**Your goal:** Pick up the opinion piece on the assisted dying Bill after its last sentence and continue it.

**Exercise text:**

=== Begin Enclosure ===

The Lords must now revise this dreadful assisted dying Bill
The Lords is a revising chamber and it should now do the job that the Commons failed to do: proper scrutiny. In this case, the revision required to make this legislation workable and safe will have to be radical. This Private Member's Bill was not in the Labour manifesto and so the Upper House is much less limited by convention in the scope of possible amendments. Peers are not generally eager to correct the follies of MPs, but this time their Lordships' duty is to make root and branch changes to the Bill, even if this risks confrontation with the Commons.
In particular, the bishops of the Church of England have a responsibility to speak out much more clearly on a matter of such moral gravity. We know that in countries where euthanasia has been legalised, a large and growing proportion of all deaths are now assisted by doctors. In Canada, for example, some studies suggest up to 10 per cent of all lives will end in this way. Surely the Lords Spiritual should be leading the national conversation about what is likely to become reality here, too, in the very near future.
Many people will rightly feel a sense of dread at the prospect of death on the NHS. When the new law takes effect in 2029, our health service will be obliged to offer assisted suicide as though it were just another form of care. Palliative care (already the Cinderella of the NHS) will now compete for resources with the new 'service'. As we report, assisted death is likely to overwhelm the NHS and finally break its budgets.
Doctors will have to offer lethal drugs to any and all patients who are deemed to be terminally ill, as long as they have mental capacity. Those who meet the criteria could include patients with all kinds of disabilities, people with Down's Syndrome and those with eating disorders. The panels that will decide whether to authorise assisted dying do not need to have personal knowledge of the patient, nor to inform families or friends. They need only decide on the balance of probabilities that the patient is not being coerced.

=== End Enclosure ===

**Data under study:**

=== Begin Enclosure ===

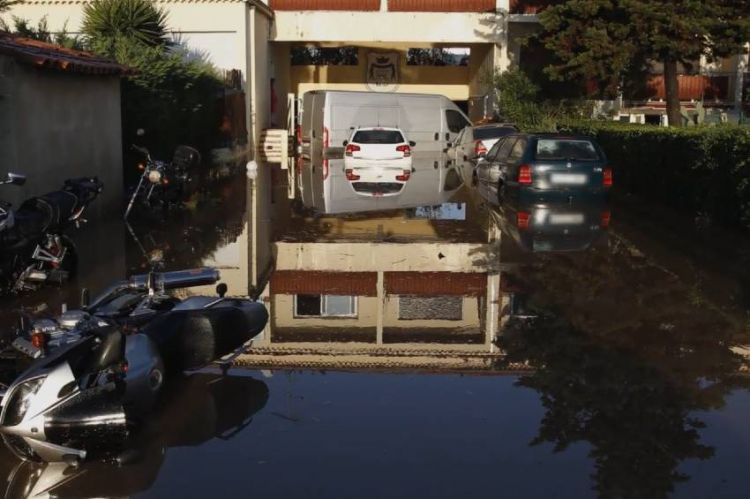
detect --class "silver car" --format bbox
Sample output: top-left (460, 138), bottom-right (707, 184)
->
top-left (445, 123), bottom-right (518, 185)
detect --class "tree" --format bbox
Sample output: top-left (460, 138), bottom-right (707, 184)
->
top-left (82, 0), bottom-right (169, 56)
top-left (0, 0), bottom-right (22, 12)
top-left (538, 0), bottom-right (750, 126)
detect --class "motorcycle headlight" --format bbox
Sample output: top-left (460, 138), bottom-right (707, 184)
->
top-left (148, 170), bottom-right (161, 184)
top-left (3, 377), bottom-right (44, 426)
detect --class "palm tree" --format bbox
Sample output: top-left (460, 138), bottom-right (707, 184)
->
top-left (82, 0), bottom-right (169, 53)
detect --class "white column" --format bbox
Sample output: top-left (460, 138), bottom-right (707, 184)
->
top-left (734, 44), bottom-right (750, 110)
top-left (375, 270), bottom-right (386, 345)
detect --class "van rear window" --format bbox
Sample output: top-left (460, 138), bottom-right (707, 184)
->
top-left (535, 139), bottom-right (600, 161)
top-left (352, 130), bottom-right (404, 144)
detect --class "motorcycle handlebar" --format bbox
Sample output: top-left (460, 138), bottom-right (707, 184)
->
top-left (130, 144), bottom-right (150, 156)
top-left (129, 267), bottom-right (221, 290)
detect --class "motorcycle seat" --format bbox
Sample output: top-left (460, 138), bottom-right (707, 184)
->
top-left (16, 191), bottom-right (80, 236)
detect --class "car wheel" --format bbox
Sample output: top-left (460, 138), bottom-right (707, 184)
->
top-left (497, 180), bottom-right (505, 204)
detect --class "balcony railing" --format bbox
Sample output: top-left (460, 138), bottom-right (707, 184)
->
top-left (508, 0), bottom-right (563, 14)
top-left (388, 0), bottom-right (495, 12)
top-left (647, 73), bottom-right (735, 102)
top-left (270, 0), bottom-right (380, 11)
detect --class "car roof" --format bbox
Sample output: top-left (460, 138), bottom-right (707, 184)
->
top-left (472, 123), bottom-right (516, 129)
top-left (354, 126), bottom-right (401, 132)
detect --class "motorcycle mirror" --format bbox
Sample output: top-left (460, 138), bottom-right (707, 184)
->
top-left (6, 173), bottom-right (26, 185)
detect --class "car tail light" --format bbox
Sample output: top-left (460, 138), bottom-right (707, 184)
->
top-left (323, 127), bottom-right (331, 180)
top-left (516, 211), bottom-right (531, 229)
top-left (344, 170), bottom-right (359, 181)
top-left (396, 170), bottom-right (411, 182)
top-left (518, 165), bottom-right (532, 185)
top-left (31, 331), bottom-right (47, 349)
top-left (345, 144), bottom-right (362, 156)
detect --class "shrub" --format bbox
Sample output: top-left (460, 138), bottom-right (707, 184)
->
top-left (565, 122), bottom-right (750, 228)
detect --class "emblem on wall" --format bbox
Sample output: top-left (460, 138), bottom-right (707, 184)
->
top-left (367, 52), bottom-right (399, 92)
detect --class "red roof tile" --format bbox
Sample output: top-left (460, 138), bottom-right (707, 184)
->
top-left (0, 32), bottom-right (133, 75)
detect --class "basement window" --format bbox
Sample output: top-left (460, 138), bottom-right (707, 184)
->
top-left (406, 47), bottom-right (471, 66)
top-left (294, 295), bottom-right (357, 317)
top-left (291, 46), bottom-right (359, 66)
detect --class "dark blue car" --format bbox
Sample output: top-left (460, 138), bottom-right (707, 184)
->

=== End Enclosure ===

**Answer:**
How did Britain find itself saddled with such a 'bad Bill', as the Conservative leader Kemi Badenoch called it, on a matter of such cardinal importance? The Prime Minister must carry much of the blame. Unwilling to shoulder responsibility, he chose to pass the buck to Kim Leadbeater, a backbench MP with more zeal than sagacity. A Government Bill would have allowed much more time to examine the practical costs and benefits of shoehorning the provision of medicalised death into a service designed to preserve life.
One of Sir Keir Starmer's predecessors, Gordon Brown, rightly observed that in the name of autonomy the Bill sets up a false choice. Patients who request assisted dying will in future have a legal right to receive it, 'without guaranteeing anything approaching an equivalent right to high-quality palliative care for those close to death', he said. The refusal of the Commons to acknowledge this glaring injustice now places the onus on the Lords to enable physicians to offer terminal patients a genuine choice.
Whatever one's views about the principle of assisted dying, this Bill is a case of legislating in haste and repenting at leisure. Posterity will have to live with its lasting impact on the relationship between the public and the medical profession. But it is not too late for peers to remedy some of the Bill's flaws.